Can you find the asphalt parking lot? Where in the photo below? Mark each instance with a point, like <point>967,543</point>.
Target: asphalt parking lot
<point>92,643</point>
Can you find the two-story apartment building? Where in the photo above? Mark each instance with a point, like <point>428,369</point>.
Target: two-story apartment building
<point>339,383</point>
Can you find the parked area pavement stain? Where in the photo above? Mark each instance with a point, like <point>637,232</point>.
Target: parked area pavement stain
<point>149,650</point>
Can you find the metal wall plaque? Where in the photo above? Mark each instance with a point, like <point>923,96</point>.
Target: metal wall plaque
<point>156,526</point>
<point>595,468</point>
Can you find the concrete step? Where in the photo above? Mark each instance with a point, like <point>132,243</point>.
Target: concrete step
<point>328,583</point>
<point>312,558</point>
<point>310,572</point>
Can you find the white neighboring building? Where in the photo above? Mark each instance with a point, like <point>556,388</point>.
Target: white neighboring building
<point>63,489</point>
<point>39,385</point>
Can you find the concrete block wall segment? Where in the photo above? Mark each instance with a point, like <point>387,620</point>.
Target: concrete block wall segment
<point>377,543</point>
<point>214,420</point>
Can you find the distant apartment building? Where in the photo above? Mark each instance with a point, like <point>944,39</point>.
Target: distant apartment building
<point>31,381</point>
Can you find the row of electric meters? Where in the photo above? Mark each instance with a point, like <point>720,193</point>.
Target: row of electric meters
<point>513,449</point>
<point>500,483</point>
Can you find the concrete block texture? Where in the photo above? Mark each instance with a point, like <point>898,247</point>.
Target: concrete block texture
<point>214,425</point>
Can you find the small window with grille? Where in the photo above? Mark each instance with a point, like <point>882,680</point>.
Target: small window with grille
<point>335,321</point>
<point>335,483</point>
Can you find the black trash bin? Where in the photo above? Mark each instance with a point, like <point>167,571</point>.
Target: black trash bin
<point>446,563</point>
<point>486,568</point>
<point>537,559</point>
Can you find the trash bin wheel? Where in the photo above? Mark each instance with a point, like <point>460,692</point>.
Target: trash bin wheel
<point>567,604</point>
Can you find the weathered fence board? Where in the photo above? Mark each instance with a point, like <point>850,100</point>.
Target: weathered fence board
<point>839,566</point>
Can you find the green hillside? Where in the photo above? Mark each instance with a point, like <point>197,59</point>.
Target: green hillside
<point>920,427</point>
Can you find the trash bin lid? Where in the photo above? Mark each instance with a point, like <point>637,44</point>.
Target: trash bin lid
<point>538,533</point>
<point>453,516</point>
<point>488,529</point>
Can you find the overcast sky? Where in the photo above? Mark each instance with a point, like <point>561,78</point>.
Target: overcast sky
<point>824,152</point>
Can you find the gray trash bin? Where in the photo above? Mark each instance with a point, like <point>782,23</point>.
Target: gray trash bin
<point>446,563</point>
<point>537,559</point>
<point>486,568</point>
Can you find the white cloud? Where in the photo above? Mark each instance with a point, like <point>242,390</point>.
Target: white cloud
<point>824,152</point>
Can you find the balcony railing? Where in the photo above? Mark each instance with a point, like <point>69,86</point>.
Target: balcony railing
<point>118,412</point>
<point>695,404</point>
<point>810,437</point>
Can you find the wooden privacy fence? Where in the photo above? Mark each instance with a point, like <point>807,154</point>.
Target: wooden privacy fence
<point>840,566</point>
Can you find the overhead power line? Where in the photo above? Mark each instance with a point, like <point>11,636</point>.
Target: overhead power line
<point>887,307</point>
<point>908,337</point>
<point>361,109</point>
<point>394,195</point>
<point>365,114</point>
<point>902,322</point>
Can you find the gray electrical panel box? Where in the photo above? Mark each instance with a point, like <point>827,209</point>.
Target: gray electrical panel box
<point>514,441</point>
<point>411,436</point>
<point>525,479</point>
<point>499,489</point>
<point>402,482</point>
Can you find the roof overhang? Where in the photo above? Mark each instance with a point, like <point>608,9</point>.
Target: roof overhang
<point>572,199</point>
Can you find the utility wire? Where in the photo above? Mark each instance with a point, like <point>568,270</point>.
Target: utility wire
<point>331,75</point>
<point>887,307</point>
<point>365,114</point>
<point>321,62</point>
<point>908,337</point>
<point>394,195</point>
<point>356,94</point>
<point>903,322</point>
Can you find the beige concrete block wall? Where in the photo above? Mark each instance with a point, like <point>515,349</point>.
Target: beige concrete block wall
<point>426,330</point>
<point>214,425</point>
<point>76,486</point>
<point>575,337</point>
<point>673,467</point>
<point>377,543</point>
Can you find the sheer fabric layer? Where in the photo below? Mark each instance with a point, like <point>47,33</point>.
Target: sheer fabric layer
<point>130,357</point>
● ● ● ● ● ● ●
PROBLEM STATEMENT:
Please copy all of the material above, reproducing every line without changing a single character.

SOLUTION BELOW:
Can you find the asphalt parking lot? Where in the photo below? Mark each instance with a point, like <point>967,543</point>.
Target: asphalt parking lot
<point>92,643</point>
Can you find the two-story apartment building? Where in the photo above? Mark each instance with a point, like <point>428,369</point>.
Target: two-story apartment building
<point>339,383</point>
Can you find the parked area pavement stain? Where in the photo above? Mark each instance with a point, like <point>637,232</point>.
Target: parked area pavement stain
<point>149,650</point>
Can you find the metal wall plaque? Where in the photo above? Mark each instance with a point, like <point>923,96</point>.
Target: metal wall plaque
<point>156,526</point>
<point>595,468</point>
Can you find the concrete step? Where in the photo above? Mark each instance with a point, like <point>132,243</point>.
Target: concrete step
<point>328,583</point>
<point>312,558</point>
<point>310,572</point>
Can you find the white neighboring building? Where in the photo above? Mark each instance with a point, like <point>556,388</point>.
Target: white neighboring building
<point>63,489</point>
<point>39,385</point>
Can you find the concrete block wall segment? Where in the photo above? Mark each instance with a point, like <point>387,620</point>.
Target: concrete block wall segment
<point>377,543</point>
<point>214,420</point>
Can you find the distant apartment building? Where in the photo above? Mark each instance with a point, like <point>944,39</point>.
Target: distant apartment building
<point>31,381</point>
Can you find the row of electric meters? Where in the photo above? Mark each instance with a point, like <point>720,193</point>.
Target: row of electric meters
<point>513,449</point>
<point>500,483</point>
Can you find the concrete block texture? Where in the photo above? Mark each instance with a point, like <point>898,247</point>.
Target: concrete block texture
<point>214,425</point>
Can you find the small window with grille? Where in the photo above? Mark each instance with a point, like <point>882,680</point>.
Target: small window with grille
<point>335,321</point>
<point>335,483</point>
Can you find the black trash bin? Where in the photo above? Mark each instance with a point, like <point>167,571</point>.
Target: black trash bin
<point>446,563</point>
<point>486,568</point>
<point>537,559</point>
Can you find the trash bin wheel? Where in the photo above? Mark each instance with a point, like <point>460,692</point>.
Target: trash bin wheel
<point>567,604</point>
Can you find the weathered fence board? Where in the photo above? Mark each instance with a point, like <point>850,100</point>.
Target: weathered fence board
<point>839,566</point>
Can you find the green hillside? Where in the photo above? Mark each instance with a point, like <point>197,59</point>.
Target: green hillside
<point>920,427</point>
Can you find the trash bin lid? Where in the photo above? Mark each instance with a point, like <point>637,44</point>.
Target: trash bin lid
<point>538,533</point>
<point>453,516</point>
<point>488,529</point>
Can you find the overcast sky? Where in the photo above? Mark each instance with a point, like <point>561,78</point>.
Target: overcast sky
<point>824,152</point>
Can you find the gray trash bin? Where in the photo above? Mark each instance with a point, like <point>782,23</point>.
Target: gray trash bin
<point>446,563</point>
<point>537,559</point>
<point>486,568</point>
Can you find the white cloud? Where in the photo above? Mark each instance with a point, like <point>242,390</point>.
Target: white cloud
<point>824,152</point>
Can you find the balcony railing? Where in the photo above? Mark each instance with a point, like <point>69,86</point>.
Target: balcony railing
<point>118,412</point>
<point>695,404</point>
<point>810,437</point>
Can you find the wooden privacy fence? Where in the photo above? Mark each instance with a point, like <point>807,154</point>.
Target: wooden privacy fence
<point>840,566</point>
Can you find the overhead power line? Where in the photo above? Mark each instance with a point, like <point>11,636</point>.
Target: overhead power line
<point>887,307</point>
<point>908,337</point>
<point>361,109</point>
<point>394,195</point>
<point>365,114</point>
<point>902,322</point>
Can you find the gray electrical panel box? Where in the photo above? Mark each instance with a point, like <point>827,209</point>.
Target: gray electrical panel box
<point>514,441</point>
<point>411,436</point>
<point>525,479</point>
<point>499,489</point>
<point>402,482</point>
Can you find the roof overhang? Where in the photo above? Mark each instance with a point, like <point>608,9</point>.
Target: roof overhang
<point>572,199</point>
Can you find the utility wire? Where in the photo above? Mark each instance with a point, like <point>568,270</point>.
Target: utility wire
<point>331,75</point>
<point>887,307</point>
<point>365,114</point>
<point>321,62</point>
<point>908,337</point>
<point>394,195</point>
<point>356,94</point>
<point>903,322</point>
Can you find the beige concrete block wall? Where in the photo above? Mark each instance with a point, like <point>515,349</point>.
Target: beige concrete block wall
<point>426,330</point>
<point>214,425</point>
<point>76,486</point>
<point>575,337</point>
<point>673,467</point>
<point>377,543</point>
Can you find the sheer fabric layer? Where in the photo below? Mark each instance with a point, like <point>47,33</point>.
Target: sheer fabric layer
<point>130,357</point>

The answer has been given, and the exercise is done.